GIVEN INFORMATION -

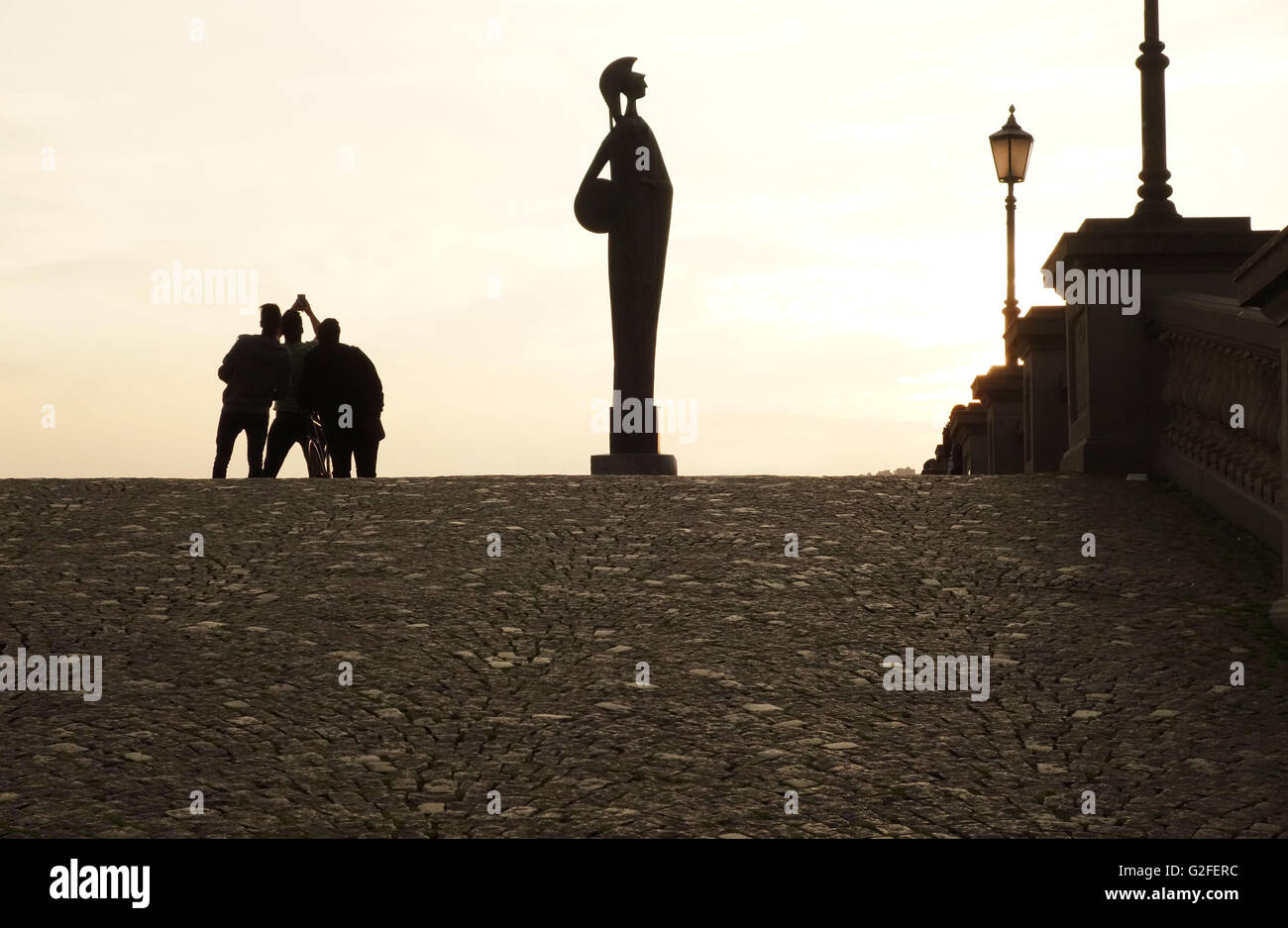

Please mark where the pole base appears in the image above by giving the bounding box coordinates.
[590,455,677,476]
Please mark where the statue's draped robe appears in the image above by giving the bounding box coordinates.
[600,116,671,455]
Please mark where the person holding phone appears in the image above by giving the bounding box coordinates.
[265,293,319,477]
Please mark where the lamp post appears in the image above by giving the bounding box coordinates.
[988,107,1033,366]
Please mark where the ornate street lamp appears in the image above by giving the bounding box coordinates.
[988,107,1033,365]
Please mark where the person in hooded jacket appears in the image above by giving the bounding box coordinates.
[297,319,385,477]
[210,302,291,480]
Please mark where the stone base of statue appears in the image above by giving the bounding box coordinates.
[590,455,677,476]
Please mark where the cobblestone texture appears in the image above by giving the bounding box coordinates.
[0,476,1288,837]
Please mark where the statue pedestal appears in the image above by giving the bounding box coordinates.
[590,455,677,476]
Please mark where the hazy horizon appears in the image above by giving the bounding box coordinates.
[0,0,1288,477]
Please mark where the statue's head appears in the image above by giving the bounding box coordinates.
[599,57,648,125]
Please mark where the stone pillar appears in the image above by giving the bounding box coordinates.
[971,364,1024,473]
[1234,228,1288,633]
[1006,306,1069,473]
[948,403,988,473]
[1043,216,1274,475]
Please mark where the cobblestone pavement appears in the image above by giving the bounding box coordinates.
[0,476,1288,837]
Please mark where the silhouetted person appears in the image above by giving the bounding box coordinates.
[210,302,291,478]
[265,293,318,477]
[299,319,385,477]
[574,57,673,455]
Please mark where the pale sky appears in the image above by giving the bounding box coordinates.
[0,0,1288,477]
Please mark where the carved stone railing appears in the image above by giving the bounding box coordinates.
[1150,295,1283,514]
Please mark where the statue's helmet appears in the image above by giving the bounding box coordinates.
[599,57,636,124]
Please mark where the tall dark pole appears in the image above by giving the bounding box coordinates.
[1002,181,1020,366]
[1134,0,1179,220]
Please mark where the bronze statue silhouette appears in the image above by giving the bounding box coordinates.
[574,57,675,473]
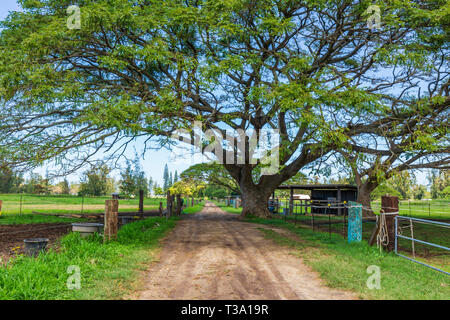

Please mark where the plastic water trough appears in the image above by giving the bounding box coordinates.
[72,222,103,238]
[23,238,49,257]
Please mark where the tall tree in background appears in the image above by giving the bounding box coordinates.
[0,0,450,217]
[58,178,70,194]
[79,163,110,196]
[119,157,149,196]
[428,170,450,199]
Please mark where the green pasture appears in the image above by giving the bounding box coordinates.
[0,194,166,215]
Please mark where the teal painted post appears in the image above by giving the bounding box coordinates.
[348,201,362,243]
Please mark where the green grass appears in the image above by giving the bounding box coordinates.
[247,218,450,300]
[183,203,205,214]
[0,214,88,225]
[0,194,166,214]
[0,217,177,300]
[372,199,450,219]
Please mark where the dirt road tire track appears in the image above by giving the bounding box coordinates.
[131,202,355,300]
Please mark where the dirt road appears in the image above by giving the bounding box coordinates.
[132,203,354,300]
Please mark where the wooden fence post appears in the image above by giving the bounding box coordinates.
[139,190,144,216]
[103,200,119,242]
[381,196,399,251]
[177,194,183,216]
[347,201,362,243]
[166,191,172,217]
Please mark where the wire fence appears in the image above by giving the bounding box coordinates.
[0,194,166,215]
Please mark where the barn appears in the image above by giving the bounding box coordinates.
[273,184,358,215]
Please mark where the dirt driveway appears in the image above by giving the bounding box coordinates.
[131,203,355,300]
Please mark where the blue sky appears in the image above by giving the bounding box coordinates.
[0,0,428,185]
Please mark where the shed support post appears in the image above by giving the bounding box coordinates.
[103,200,119,242]
[289,188,294,214]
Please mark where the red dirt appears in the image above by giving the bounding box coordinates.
[0,223,71,263]
[132,203,355,300]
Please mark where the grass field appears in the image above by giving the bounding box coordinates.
[0,214,88,225]
[218,200,450,272]
[247,218,450,300]
[0,194,166,214]
[183,202,205,214]
[0,217,177,300]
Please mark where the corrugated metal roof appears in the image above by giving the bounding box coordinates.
[277,184,358,191]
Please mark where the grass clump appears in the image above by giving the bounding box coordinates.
[183,204,205,214]
[0,217,177,300]
[247,218,450,300]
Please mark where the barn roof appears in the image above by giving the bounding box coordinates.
[277,184,358,191]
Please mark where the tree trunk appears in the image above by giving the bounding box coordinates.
[241,185,272,218]
[356,183,375,217]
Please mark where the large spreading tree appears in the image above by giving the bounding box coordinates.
[0,0,449,216]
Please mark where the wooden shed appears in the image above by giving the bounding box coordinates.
[274,184,358,215]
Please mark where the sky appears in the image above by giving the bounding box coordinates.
[0,0,193,185]
[0,0,428,185]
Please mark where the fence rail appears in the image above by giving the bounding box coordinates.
[395,216,450,275]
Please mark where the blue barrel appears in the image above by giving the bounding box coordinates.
[23,238,49,257]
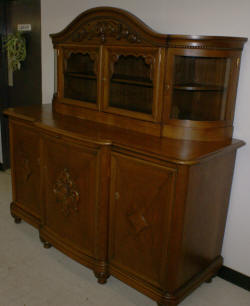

WHAT IS REQUIRED - Arrange the lines from the one containing "Please mark where the blue barrel" through the end of the items as a JSON list of strings, one string per line, leaving out blank lines and any pictures.

EXERCISE SOLUTION -
[
  "Please mark where the blue barrel appears in the image above by giving the bounding box coordinates.",
  "[23,238,49,257]"
]